- _Tasks_:
- 1) In the issue thread about using the upper directory as a block cache, what is proposed for keeping track of which blocks are currently loaded in a file?
- 2) Extend the issue thread about using the upper directory as a block cache by writing the next comment after its last sentence.

- _Excerpted text_:
>> start

Upper directory (in-memory fs) should act as a block cache

MatrixAI / js-encryptedfs

Encrypted Filesystem for TypeScript/JavaScript Applications

https://polykey.com

Apache License 2.0

10 stars 3 forks source link

Upper directory (in-memory fs) should act as a block cache #2

Closed MeanMangosteen closed 3 years ago

MeanMangosteen commented 5 years ago

Similar to a page cache in operating systems, all read and write file operations can be tried against the image of the file contained the VFS first. This would be on a block level basis. If the desired block is not present in the file image inside the upper directory (VFS), a 'block fault' would occur. Now the corresponding block, persisted on disk, would be read, decrypted then populated in the image in the upper dir.

Every subsequent read of the block would simple be retrieved from memory, instead of performing a disk read.

Every write would also populate the upper dir image as well to ensure the block in the upper dir contains the most up-to-date data.

With this measures, blocks in the upper dir image cannot become 'dirty'. So the integrity of every read of loaded blocks in the upper dir is guaranteed.

To know which blocks are currently loaded in a file in the upper dir, a set for each file containing the loaded block numbers can be maintained. Block numbers would only be added never removed.

CMCDragonkai commented 5 years ago

How is this implemented in our inspirations?

robert-cronin commented 4 years ago

On this line of thinking, one also needs to consider how to handle functions like stat/fstat or utimes. Functions that return properties of a directory/file might just look at the upper directory cache. In this case, efs needs to somehow make sure lower and upper dierectories agree on things like access permissions/timestamps/size etc. Well size would be an interesting one, we probably just want to provide the size of the decrypted file since encryption metadata should be transparent to the user.

>> end

[Annotation dataset entries]
>> start

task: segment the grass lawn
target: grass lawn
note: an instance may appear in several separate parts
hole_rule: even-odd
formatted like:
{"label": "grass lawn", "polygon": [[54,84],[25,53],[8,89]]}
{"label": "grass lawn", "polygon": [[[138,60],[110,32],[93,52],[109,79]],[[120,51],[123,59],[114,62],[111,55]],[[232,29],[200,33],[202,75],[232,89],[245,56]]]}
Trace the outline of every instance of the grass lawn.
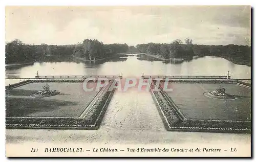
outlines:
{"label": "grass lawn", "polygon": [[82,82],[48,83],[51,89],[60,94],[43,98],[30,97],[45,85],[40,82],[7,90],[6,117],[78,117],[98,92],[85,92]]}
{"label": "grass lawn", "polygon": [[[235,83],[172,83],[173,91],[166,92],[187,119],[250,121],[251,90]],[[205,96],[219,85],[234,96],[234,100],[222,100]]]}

>> end
>> start

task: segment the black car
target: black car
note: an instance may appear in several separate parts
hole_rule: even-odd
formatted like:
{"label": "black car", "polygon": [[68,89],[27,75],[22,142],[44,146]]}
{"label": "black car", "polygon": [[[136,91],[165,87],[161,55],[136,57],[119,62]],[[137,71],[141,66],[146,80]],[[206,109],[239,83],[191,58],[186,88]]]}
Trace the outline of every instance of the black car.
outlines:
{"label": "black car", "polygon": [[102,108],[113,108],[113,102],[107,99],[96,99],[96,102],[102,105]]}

>> end

- _Solved tasks_:
- 1) A set for each file that holds the numbers of the loaded blocks.

- 2)
Another thing to consider is fsync and fdatasync; I think this is more straightforward as in we can just flush the data from upperDir downwards using existing write methods but I have a feeling it's redundant since in both read and write methods, the data is synced between upper and lower directories.

robert-cronin commented 4 years ago

One issue is knowing which blocks have been read into upperDir and which have yet to be read.

The "paging" system can be implemented by maintaining an in-memory index, an internal private object that keeps track of chunk mapping.

One other thing that I don't think is really an issue now (or might not ever be an issue) is concurrency with multiple instances of EFS. If there ever was multiple instances of EFS operating on the same file, we would need to ensure that the in-memory blocks are consistent with those in the encrypted chunk on the lowerDir. This could be done by storing a content hash (of the block) in the encrypted chunk and if the hash has changed, this would mean it has been written by another EFS instance.

I can see this maybe happening in distributed file systems, but it would be easy to circumvent by only sending from upperDir to upperDir using transport level encryption. I don't think it is within scope at the moment.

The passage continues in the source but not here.